Given text |

START

The University of Chicago attempts to hide behind its so-called principle of political neutrality, (see sections on Free Speech, Global Justice, and Justice for Palestine). But neutrality is complicity, because the status quo in Palestine is apartheid. But even the claim of “neutrality” is a convenient front, as the University continues to be actively pro-Israel in practice. The problem then, lies not just in individual classes, but in the University’s willful complicity and inaction in the face of oppression. We reject the stated UChicago principles because they reduce dispossession and oppression into theoretical fodder for students and faculty alike. People are upset that we are interfering with “free discourse”; we are upset that Zionists silence us as they rewrite our history and kill our people. 

The facts reveal that the classes we have critiqued are neither politically neutral nor committed to some ideal of free academic expression, even by the University’s own problematic standards. A number of them—those taught by professors Meital Pinto and David Barak-Gorodetsky—are funded by the Israel Institute, a politically-motivated organization committed to building a stronger bond between the U.S. and Israel, and with close ties to a network of on-campus Zionist organizations that work to suppress pro-Palestinian voices. The Israel Institute publicly presents itself as politically neutral – after our call to boycott classes we released a detailed report on the Institute that dispels this false appearance. 

All of the course descriptions either completely avoid mention of Palestinians, instead referring to them through terms like “Arab minority,” or present them as just another ethnic group within Israeli society, instead of as the racialized subjects of an apartheid regime. The classes are designed within a framework that presumes and naturalizes the legitimacy of the Israeli state and the Zionist project, purposefully obscuring their colonial nature. These are systematic problems with the course content that cannot be resolved by “challenging” the professor in a classroom environment. This is why we called for a student boycott. 

Our boycott follows the guidelines outlined by the Palestinian Campaign for the Academic and Cultural Boycott of Israel (PACBI), which state that boycott is justified if “an individual is representing the state of Israel or a complicit Israeli institution (such as a dean, rector, or president), or is commissioned/recruited to participate in Israel’s efforts to “rebrand” itself.” Classes taught by Israeli fellows and funded by the Israel Institute are clearly products of a complicit institution; this, and not simply their instructors’ nationality, is why we called on students to boycott them. Likewise, our call to boycott the class in the CRES department is in line with PACBI’s statement that normalization projects “that are based on the false premise of symmetry/parity between the oppressors and the oppressed or that claim that both colonizers and colonized are equally responsible for the “conflict” are intellectually dishonest and morally reprehensible forms of normalization that ought to be boycotted.”

END

Parts of the exercise |
A. From the statement about University of Chicago classes, copy the passage that begins at the words "The facts reveal" and stops after the words "this false appearance.".
B. According to the statement about University of Chicago classes, which organization funds the classes taught by Meital Pinto and David Barak-Gorodetsky?

Data provided |
START

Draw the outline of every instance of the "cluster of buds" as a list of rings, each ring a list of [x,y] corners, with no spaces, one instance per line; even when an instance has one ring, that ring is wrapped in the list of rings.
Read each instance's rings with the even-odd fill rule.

END
START

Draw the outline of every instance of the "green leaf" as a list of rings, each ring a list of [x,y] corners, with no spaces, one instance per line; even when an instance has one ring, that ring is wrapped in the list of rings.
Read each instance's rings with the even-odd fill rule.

END

Task solutions |
A.
The facts reveal that the classes we have critiqued are neither politically neutral nor committed to some ideal of free academic expression, even by the University’s own problematic standards. A number of them—those taught by professors Meital Pinto and David Barak-Gorodetsky—are funded by the Israel Institute, a politically-motivated organization committed to building a stronger bond between the U.S. and Israel, and with close ties to a network of on-campus Zionist organizations that work to suppress pro-Palestinian voices. The Israel Institute publicly presents itself as politically neutral – after our call to boycott classes we released a detailed report on the Institute that dispels this false appearance.

B. The Israel Institute